### Aim
Return the listing word for word, as given.

··········

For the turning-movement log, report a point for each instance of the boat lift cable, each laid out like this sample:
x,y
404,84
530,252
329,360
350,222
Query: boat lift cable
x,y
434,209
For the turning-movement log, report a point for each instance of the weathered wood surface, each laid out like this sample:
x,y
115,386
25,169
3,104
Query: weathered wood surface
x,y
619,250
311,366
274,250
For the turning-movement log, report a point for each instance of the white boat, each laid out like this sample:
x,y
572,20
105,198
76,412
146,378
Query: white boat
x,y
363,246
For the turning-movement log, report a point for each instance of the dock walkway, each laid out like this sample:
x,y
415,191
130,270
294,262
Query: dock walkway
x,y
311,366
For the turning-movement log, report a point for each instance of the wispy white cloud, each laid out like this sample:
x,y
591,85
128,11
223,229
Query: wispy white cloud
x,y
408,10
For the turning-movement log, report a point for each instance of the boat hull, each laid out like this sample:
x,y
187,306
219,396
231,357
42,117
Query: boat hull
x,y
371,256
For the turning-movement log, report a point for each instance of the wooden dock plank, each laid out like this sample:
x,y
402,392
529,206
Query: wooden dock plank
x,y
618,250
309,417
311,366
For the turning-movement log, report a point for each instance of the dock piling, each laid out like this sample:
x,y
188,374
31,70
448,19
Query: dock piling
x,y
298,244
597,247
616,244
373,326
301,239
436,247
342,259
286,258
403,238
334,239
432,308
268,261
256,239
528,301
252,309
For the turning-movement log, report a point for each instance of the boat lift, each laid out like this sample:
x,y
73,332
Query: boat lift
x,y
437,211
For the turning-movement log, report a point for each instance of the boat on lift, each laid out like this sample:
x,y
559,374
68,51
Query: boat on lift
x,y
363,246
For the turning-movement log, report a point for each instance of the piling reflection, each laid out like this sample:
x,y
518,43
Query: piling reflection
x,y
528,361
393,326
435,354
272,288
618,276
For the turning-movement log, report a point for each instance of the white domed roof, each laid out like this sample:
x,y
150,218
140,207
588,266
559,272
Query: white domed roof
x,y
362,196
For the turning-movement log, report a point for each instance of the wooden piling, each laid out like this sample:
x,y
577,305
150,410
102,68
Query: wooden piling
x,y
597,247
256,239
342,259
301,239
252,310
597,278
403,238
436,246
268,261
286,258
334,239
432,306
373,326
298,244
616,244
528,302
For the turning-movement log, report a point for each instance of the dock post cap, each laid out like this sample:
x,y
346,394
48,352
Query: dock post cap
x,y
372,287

··········

### Output
For the turning-movement log, report a point for each instance of the boat lift cable, each laid out like this sample:
x,y
404,84
530,252
329,360
350,222
Query: boat lift cable
x,y
434,209
For the turning-movement log, report a point for each instance of the weathered wood surface, each laid out like this sample:
x,y
115,386
25,169
3,104
Query: weathered wood surface
x,y
619,250
311,366
274,250
For the turning-movement log, report a point for each instance of the white boat, each laid out like this sample:
x,y
572,20
105,198
76,412
146,378
Query: white boat
x,y
363,246
For the turning-movement log, report a point for each instance of the dock walkway, each laid out like this sample:
x,y
415,191
130,270
294,262
Query: dock walkway
x,y
311,366
For the turning-movement log, report a point for each instance of the wispy white cloud, each laid out like this sample:
x,y
591,85
128,11
223,229
Query: wispy white cloud
x,y
408,10
For the turning-movement log, report a point for each instance of the boat hull, each laid out like this sample:
x,y
187,306
219,396
231,357
42,117
Query: boat hull
x,y
371,256
For the turning-movement log, report a point for each instance of the wooden dock plank, each laid out like this sample:
x,y
402,392
529,206
Query: wooden dock plank
x,y
618,250
309,417
311,366
For the turning-movement log, report a point for each instance of the dock piling, each laid out like this sample:
x,y
188,374
31,70
448,19
Query: dock piling
x,y
298,244
597,247
616,244
373,326
301,239
436,247
342,259
286,258
403,238
334,239
432,308
268,261
256,239
528,301
252,309
For the turning-movement log, report a point for each instance of the boat lift, each laid out like this sample:
x,y
73,332
Query: boat lift
x,y
437,211
For the turning-movement log, report a point for each instance of the boat on lift, each laid out like this sample:
x,y
559,374
68,51
Query: boat on lift
x,y
363,246
For the turning-movement log, report a point for each instance of the piling reflection, each laid out like this sample:
x,y
518,43
Query: piling reflection
x,y
528,361
393,326
435,354
272,288
618,276
For the turning-movement log, report a point for each instance of the white domed roof, each laid out like this sample:
x,y
150,218
140,207
588,266
559,272
Query: white domed roof
x,y
362,196
For the turning-movement log, report a point for each instance of the wooden piling, each laid out like this sample:
x,y
577,305
150,410
102,68
Query: wooden piling
x,y
597,247
256,239
342,259
301,239
252,310
597,278
403,238
436,246
268,261
286,258
334,239
432,306
373,326
298,244
616,244
528,302
For the turning-movement log, report a point for each instance of the dock post cap, each laid out like this sample:
x,y
346,394
48,352
Query: dock post cap
x,y
372,287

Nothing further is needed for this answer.